-- Begin Records supplied --

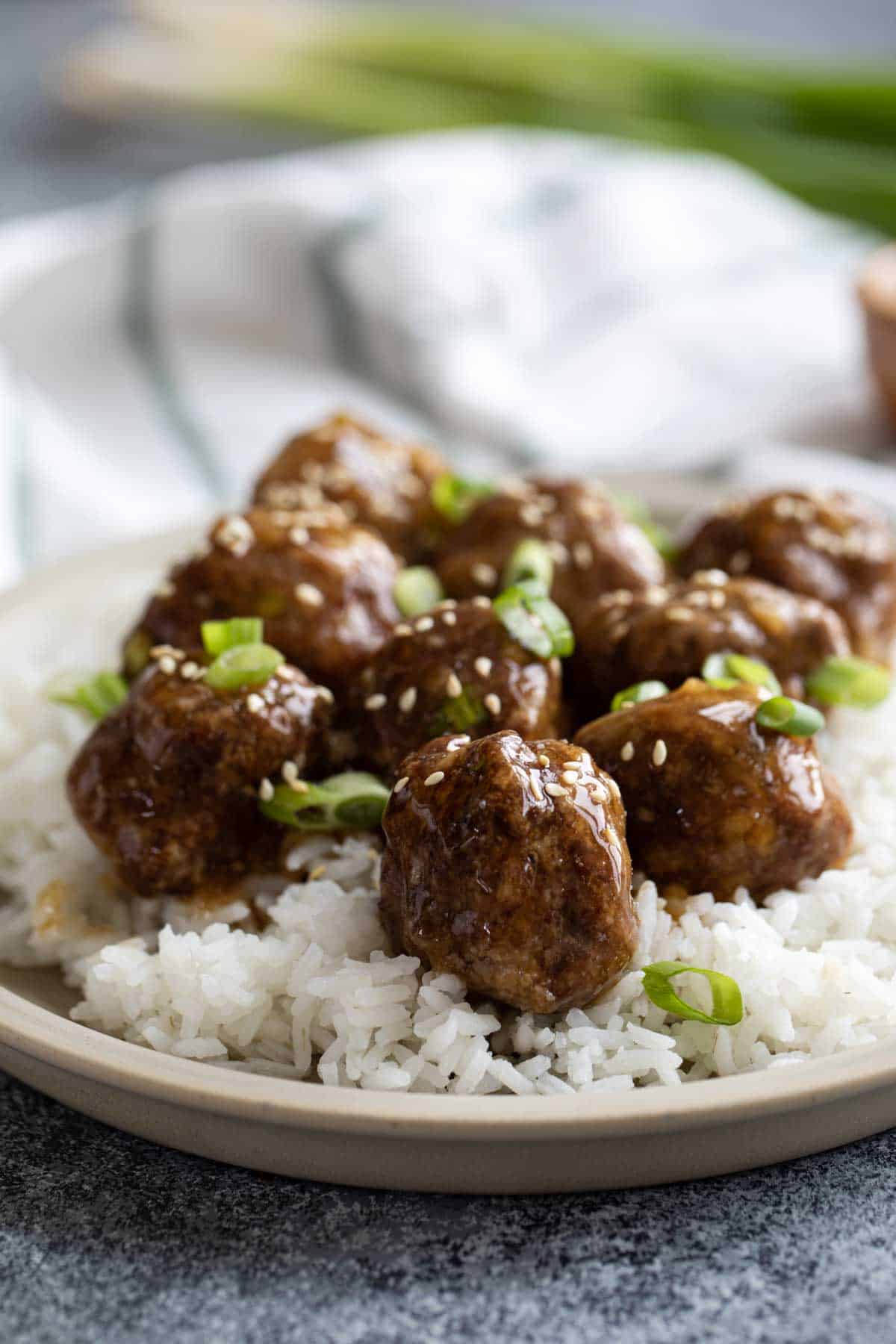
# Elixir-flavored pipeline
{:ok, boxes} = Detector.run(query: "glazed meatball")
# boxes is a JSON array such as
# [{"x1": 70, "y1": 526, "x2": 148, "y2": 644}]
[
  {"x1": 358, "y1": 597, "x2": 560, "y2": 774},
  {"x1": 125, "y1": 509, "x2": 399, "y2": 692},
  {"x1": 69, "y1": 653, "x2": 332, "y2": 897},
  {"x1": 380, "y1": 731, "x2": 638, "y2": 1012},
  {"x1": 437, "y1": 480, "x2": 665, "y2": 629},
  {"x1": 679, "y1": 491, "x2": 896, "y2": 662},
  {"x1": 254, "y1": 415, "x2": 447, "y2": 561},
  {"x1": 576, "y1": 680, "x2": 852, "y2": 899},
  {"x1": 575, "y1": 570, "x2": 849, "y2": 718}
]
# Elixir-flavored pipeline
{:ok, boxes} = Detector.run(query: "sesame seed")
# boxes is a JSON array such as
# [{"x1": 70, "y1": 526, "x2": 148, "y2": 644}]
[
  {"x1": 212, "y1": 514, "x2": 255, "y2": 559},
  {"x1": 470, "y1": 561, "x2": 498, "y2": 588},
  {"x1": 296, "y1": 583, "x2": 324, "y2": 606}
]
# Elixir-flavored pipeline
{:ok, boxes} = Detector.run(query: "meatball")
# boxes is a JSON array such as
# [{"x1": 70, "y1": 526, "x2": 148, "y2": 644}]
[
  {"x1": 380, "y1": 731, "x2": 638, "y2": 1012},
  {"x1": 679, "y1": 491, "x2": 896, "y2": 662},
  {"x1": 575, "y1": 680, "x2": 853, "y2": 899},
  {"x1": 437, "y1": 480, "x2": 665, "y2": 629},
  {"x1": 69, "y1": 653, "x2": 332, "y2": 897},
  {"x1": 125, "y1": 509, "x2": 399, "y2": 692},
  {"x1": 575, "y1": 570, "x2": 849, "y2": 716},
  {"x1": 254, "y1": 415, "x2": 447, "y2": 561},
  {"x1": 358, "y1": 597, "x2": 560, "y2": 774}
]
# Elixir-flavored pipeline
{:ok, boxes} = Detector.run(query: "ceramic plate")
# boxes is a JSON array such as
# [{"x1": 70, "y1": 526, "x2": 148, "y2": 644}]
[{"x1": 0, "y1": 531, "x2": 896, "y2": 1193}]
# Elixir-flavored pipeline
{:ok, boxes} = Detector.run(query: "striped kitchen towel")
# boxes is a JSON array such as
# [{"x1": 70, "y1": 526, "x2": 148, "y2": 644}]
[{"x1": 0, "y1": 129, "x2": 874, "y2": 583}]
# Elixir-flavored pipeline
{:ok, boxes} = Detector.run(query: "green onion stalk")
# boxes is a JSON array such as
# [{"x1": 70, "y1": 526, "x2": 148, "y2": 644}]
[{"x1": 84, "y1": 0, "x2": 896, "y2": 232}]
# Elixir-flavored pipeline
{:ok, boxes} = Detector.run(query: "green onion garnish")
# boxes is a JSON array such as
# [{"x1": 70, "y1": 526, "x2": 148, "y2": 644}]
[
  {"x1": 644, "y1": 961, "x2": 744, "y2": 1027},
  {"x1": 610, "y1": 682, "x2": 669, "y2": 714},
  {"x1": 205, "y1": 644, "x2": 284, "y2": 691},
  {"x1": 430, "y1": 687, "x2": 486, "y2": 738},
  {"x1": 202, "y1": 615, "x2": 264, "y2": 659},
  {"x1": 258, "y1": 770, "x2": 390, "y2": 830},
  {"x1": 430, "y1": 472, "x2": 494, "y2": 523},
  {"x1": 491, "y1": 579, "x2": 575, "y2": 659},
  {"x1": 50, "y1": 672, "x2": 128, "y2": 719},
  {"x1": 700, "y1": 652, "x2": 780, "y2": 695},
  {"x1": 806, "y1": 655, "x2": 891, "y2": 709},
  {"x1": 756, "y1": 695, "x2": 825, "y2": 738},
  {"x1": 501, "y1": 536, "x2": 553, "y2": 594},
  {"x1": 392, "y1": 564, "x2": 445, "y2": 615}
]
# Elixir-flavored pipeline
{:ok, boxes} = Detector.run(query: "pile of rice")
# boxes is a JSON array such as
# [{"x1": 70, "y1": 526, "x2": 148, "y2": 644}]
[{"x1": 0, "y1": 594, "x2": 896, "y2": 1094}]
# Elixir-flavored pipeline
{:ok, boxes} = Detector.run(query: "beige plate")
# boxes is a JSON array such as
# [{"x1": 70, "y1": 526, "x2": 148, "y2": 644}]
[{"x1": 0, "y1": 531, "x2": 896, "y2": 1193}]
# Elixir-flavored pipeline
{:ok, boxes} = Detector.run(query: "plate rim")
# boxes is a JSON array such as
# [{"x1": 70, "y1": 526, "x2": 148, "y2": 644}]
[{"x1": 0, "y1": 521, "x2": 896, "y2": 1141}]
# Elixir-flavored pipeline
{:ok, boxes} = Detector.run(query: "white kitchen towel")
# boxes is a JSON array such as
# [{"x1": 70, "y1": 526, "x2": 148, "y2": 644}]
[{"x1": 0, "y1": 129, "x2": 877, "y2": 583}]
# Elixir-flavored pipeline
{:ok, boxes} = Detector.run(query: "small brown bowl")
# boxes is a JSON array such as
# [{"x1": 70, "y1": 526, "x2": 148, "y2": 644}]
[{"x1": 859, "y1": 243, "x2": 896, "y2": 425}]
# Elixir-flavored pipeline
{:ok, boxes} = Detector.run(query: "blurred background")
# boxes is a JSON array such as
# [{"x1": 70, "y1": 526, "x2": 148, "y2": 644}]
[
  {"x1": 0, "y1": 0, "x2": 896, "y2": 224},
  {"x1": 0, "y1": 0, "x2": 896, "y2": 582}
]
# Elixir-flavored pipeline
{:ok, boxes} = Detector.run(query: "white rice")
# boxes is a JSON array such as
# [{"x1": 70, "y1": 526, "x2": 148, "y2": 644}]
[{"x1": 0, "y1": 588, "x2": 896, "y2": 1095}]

-- End Records supplied --
-- Begin Records supplied --

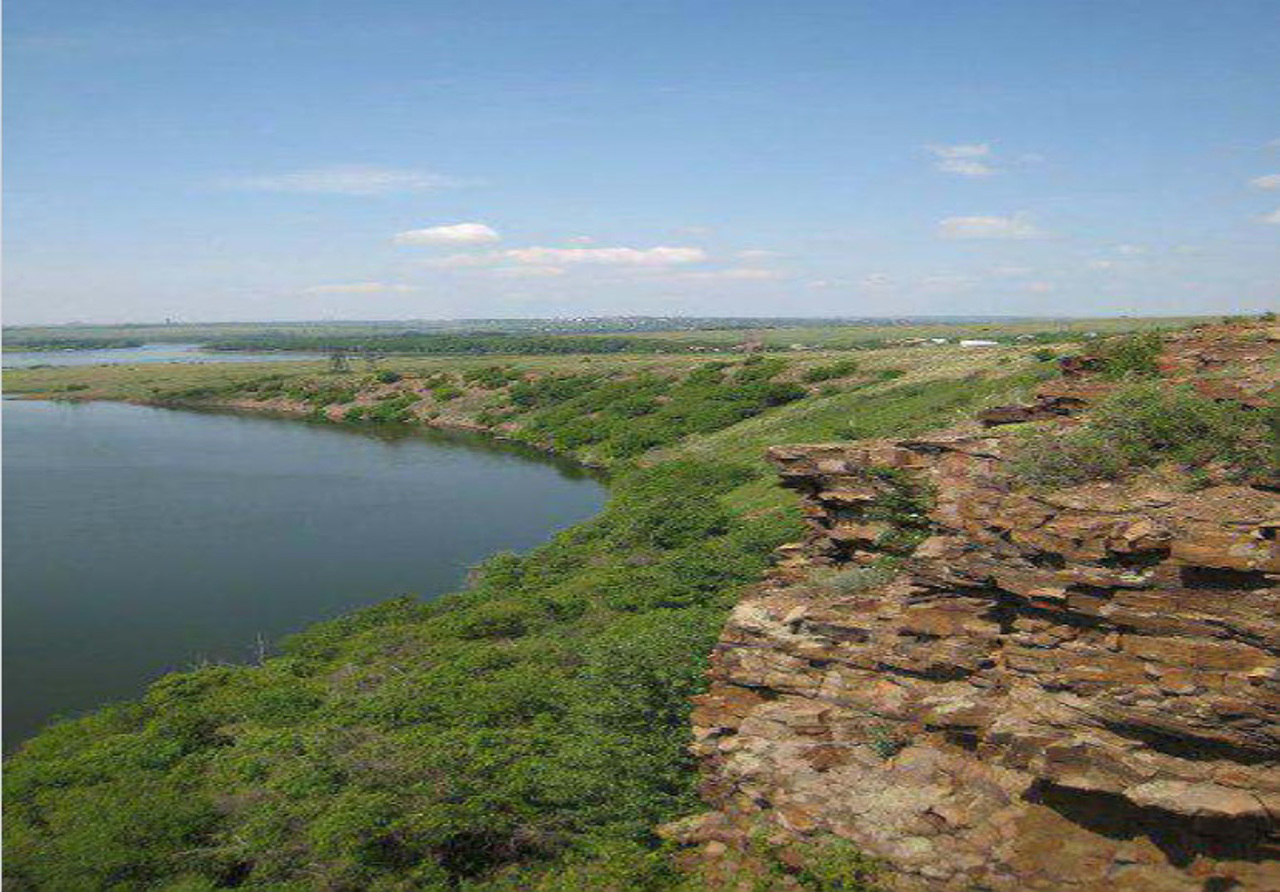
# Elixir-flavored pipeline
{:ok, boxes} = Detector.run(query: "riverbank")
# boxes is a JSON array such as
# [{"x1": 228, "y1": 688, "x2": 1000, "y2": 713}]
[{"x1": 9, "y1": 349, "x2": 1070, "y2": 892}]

-- End Records supplied --

### Exercise directions
From the records above, pull out every line that contains the word "onion" and copy each one in full.

### Response for this exercise
{:ok, boxes} = Detector.run(query: "green onion stalk")
{:ok, boxes} = Detector.run(query: "green onion garnish")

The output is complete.